Passage:
** begin **

Eschatology in Judaism, Christianity and Islam

Language: 
English
Sent On: 
Mon, 2021-01-25
Year: 
2021
Newsletter Number: 
3

Rev. Dr. Jan Slomp, a longtime friend of Arab-West Report, has written an impressive book review for Arab-West Report about an equally impressive book of Prof. Dr. Anton Wessels, The Grand Finale; The Apocalypse in the Tanakh, the Gospel, and the Qur’an, Wipf &Stock, 2020.

Book cover for “The Grand Finale; The Apocalypse in the Tanakh, the Gospel, and the Qur’an
by Anton Wessels

 

The title of the book but also Webster’s dictionary as well as The Oxford Dictionary of the Christian Church explain Apocalypse as a text about the future. Prof. Wessels, however, explains that this is an incorrect understanding of what apocalypse is. Apocalyptic writings are about today. They had a meaning for the believers in the time they were written and they have a meaning for us today.

Apocalyptic texts “are meant to comfort believers, who are living in dire circumstances of calamities and persecution, from which there seems to be no escape” Slomp writes. “The apocalyptic prophet reminds his audience and readers, that there is a divine reality beyond what we see and experience in daily life. He tells them that there is a way out because God is in control of history. ”

** end **

Stored data:
** begin **

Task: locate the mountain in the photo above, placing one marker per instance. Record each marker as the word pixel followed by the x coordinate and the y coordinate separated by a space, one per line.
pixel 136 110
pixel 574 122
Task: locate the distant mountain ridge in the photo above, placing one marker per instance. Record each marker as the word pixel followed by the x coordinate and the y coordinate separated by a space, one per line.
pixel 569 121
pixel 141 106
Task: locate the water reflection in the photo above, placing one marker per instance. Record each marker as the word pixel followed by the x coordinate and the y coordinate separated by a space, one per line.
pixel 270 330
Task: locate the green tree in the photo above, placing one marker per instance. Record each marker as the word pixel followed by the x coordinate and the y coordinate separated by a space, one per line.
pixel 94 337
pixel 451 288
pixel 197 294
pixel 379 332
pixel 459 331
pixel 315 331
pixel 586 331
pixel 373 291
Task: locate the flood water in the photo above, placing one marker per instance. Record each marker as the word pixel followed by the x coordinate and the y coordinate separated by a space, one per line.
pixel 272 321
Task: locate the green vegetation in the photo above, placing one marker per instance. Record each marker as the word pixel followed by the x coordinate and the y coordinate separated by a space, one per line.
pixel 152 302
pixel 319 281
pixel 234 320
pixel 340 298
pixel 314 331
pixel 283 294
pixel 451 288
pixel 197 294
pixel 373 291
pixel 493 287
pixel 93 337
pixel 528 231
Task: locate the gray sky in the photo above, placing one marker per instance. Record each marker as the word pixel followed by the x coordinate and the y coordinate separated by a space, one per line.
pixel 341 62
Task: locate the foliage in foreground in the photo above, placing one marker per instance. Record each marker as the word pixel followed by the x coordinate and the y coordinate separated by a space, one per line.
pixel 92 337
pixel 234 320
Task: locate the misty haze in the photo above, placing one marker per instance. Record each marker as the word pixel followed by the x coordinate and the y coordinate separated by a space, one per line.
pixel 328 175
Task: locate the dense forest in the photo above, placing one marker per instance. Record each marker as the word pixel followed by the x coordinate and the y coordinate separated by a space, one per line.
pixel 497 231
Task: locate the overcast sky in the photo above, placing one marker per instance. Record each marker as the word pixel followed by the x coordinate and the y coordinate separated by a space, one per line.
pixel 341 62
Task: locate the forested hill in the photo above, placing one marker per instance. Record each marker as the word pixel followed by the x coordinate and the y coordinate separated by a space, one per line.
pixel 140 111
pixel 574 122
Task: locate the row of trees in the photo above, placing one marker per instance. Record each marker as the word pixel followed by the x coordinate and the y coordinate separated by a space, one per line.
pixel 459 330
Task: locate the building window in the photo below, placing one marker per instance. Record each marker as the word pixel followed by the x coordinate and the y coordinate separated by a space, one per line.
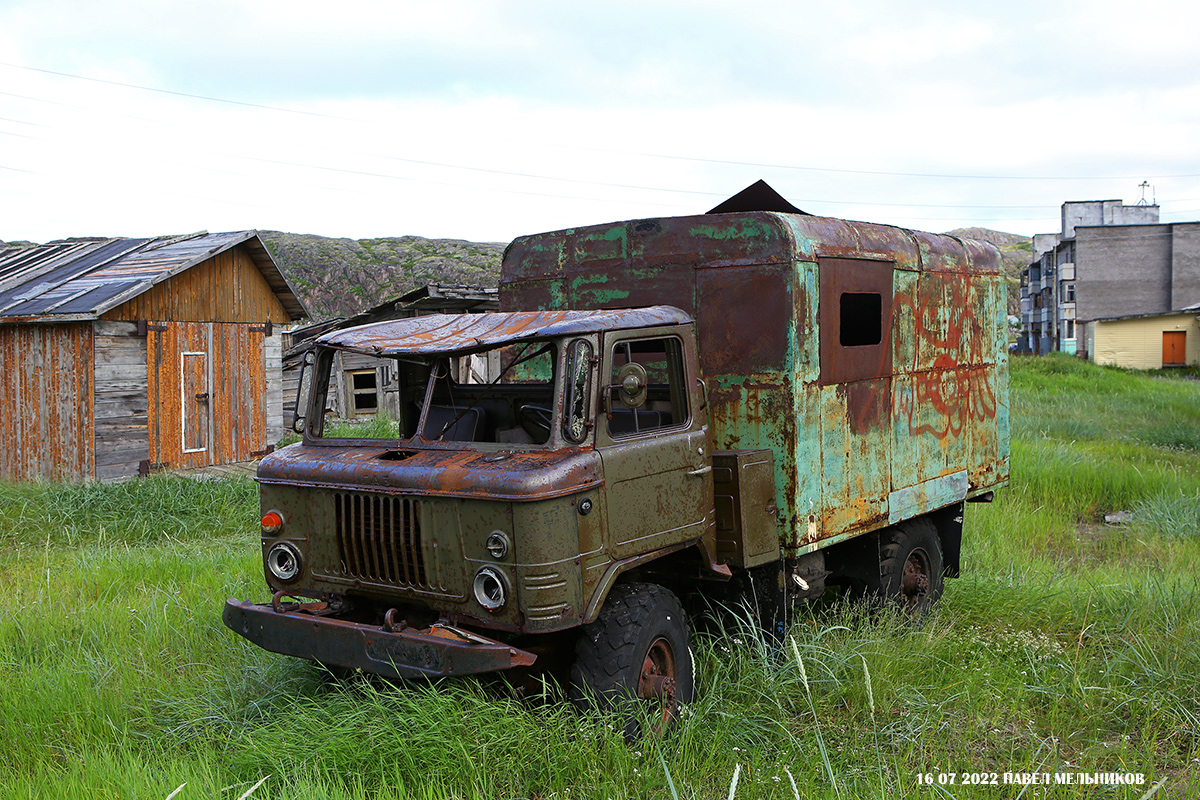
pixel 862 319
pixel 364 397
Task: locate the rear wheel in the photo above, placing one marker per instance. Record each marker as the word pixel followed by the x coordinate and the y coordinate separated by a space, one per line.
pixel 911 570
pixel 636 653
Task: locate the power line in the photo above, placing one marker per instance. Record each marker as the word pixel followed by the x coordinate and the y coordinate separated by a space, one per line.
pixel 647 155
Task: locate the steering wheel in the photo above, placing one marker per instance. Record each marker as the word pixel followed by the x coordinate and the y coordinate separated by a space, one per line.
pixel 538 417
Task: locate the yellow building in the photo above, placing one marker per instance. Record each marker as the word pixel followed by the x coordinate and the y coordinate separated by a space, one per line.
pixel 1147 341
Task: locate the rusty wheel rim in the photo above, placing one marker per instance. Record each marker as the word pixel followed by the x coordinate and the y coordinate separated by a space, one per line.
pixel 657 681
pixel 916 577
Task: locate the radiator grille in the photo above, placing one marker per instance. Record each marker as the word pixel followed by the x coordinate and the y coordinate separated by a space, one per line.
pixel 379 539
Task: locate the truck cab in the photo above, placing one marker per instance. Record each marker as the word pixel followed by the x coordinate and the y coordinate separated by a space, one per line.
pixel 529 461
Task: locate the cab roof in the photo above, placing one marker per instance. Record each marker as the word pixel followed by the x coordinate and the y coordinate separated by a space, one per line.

** end **

To be done: Write out the entire newsletter piece about the eschatology book review word for word, with nothing changed. These items were taken from a different source.

The solution:
Eschatology in Judaism, Christianity and Islam

Language: 
English
Sent On: 
Mon, 2021-01-25
Year: 
2021
Newsletter Number: 
3

Rev. Dr. Jan Slomp, a longtime friend of Arab-West Report, has written an impressive book review for Arab-West Report about an equally impressive book of Prof. Dr. Anton Wessels, The Grand Finale; The Apocalypse in the Tanakh, the Gospel, and the Qur’an, Wipf &Stock, 2020.

Book cover for “The Grand Finale; The Apocalypse in the Tanakh, the Gospel, and the Qur’an
by Anton Wessels

 

The title of the book but also Webster’s dictionary as well as The Oxford Dictionary of the Christian Church explain Apocalypse as a text about the future. Prof. Wessels, however, explains that this is an incorrect understanding of what apocalypse is. Apocalyptic writings are about today. They had a meaning for the believers in the time they were written and they have a meaning for us today.

Apocalyptic texts “are meant to comfort believers, who are living in dire circumstances of calamities and persecution, from which there seems to be no escape” Slomp writes. “The apocalyptic prophet reminds his audience and readers, that there is a divine reality beyond what we see and experience in daily life. He tells them that there is a way out because God is in control of history. ”